--- ПРЕДОСТАВЛЕННЫЙ ОТРЫВОК ---

Текст книги "Африка грёз и действительности (Том 2)"
Автор книги: Иржи Ганзелка
Соавторы: Мирослав Зикмунд
Жанр:
Путешествия и география
сообщить о нарушении
Текущая страница: 26 (всего у книги 30 страниц)
Восемь процентов меди
– Итак, господа, наденьте еще ремень на комбинезон, шлем на голову, на этот выступ спереди повесьте себе фонарь, батарейку в задний карман – и можем идти.
Через минуту мы уже неслись в стальной клети со скоростью 34 километра в час в глубину самого богатого медной рудой рудника в мире. Шахта «Принц Леопольд» в Кипуши дает не меньше половины добычи меди всего концерна «Юнион миньер дю О Катанга».
Отблеск света из верхних горизонтов прорезал густую тьму, и через несколько секунд перед нами засияли огни главной штольни на глубине 280 метров. Сортировочная станция подземной электрической железной дороги, стук сталкивающихся вагонеток, грохот падающей руды и шум электромоторов, отдаленный аккомпанемент многочисленных пневматических молотков и перфораторов. Подземный город шахт, штолен и наклонных шурфов.
Здесь ежедневно вгрызаются в подземные пласты 12 тысяч людей-муравьев. 12 тысяч черных горняков ежедневно вырывают из недр до трех тысяч тонн руды и подготовляют ее для плавки. Недалеко от главной шахты неустанно с громким шумом падают тысячи тонн воды. Кажется, будто природа упорно защищает здесь свои богатства и пытается затопить этот человеческий муравейник, раздирающий ее утробу. Бесчисленные источники сливаются в могучую реку шириной в 10 метров, которая низвергается с метровой плотины в искусственное подземное озеро.

--- ИСХОДНЫЕ ЗАПИСИ ---

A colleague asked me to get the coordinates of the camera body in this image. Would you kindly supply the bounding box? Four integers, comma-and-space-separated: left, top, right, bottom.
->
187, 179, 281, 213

---
--- ИСХОДНЫЕ ЗАПИСИ ---

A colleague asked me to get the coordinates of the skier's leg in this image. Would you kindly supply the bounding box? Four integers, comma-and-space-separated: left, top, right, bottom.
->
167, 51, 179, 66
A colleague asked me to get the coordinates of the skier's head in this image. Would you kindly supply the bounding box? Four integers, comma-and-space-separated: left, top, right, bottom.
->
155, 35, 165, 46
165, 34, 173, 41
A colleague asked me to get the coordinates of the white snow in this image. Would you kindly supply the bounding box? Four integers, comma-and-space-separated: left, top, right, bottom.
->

---
--- ИСХОДНЫЕ ЗАПИСИ ---

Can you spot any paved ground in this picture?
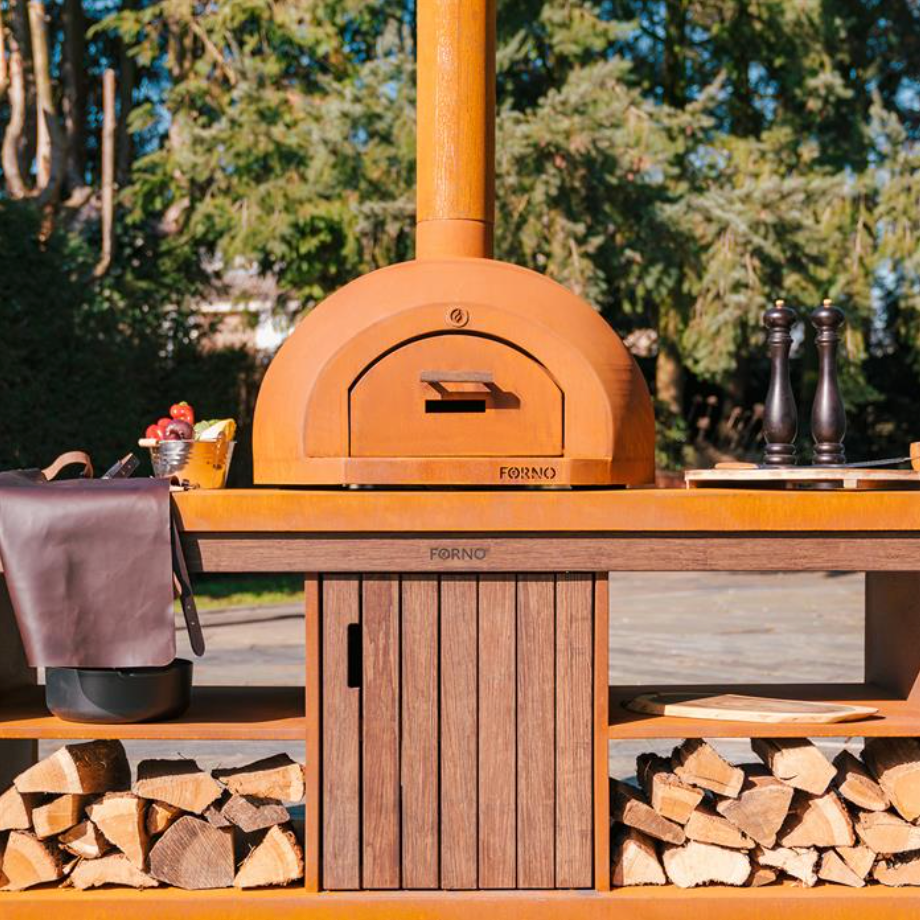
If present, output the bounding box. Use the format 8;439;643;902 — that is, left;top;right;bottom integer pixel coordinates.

---

** ВАША ЗАДАЧА **
Продолжите отрывок о медном руднике «Принц Леопольд» в Кипуши, начав сразу после его последнего предложения.

** ОТВЕТ НА ЗАДАНИЕ **
– Батареи гигантских насосов днем и ночью выкачивает из него 1300 тысяч литров воды в час; от этих насосов зависит жизнь людей под землей, – кричит наш проводник под грохот падающей воды.
Когда мы снова выбрались на поверхность, у нас в руках блестели образцы борнита, халькопирита и малахита – минералов, представляющих собой часть несметных богатств Катанги.
– Вот те деревья там впереди, да, да, там, – указывает наш проводник по направлению к противоположному концу огромного карьера, – находятся уже в Родезии. Англичане производили там когда-то опытное бурение, пытаясь нащупать нашу рудную жилу, однако безуспешно. Главная жила, падающая под углом почти в 80 градусов по направлению к границе, меняет направление под нашей площадкой и падает отвесно в глубину, но падает к нам, в Конго!
В маленьком заводском музее мы позднее берем в руки великолепные образцы галенита, борнита, халькопирита и малахита. Они сверкают всеми цветами радуги, и на солнце их гладкие грани отбрасывают ослепительный блеск.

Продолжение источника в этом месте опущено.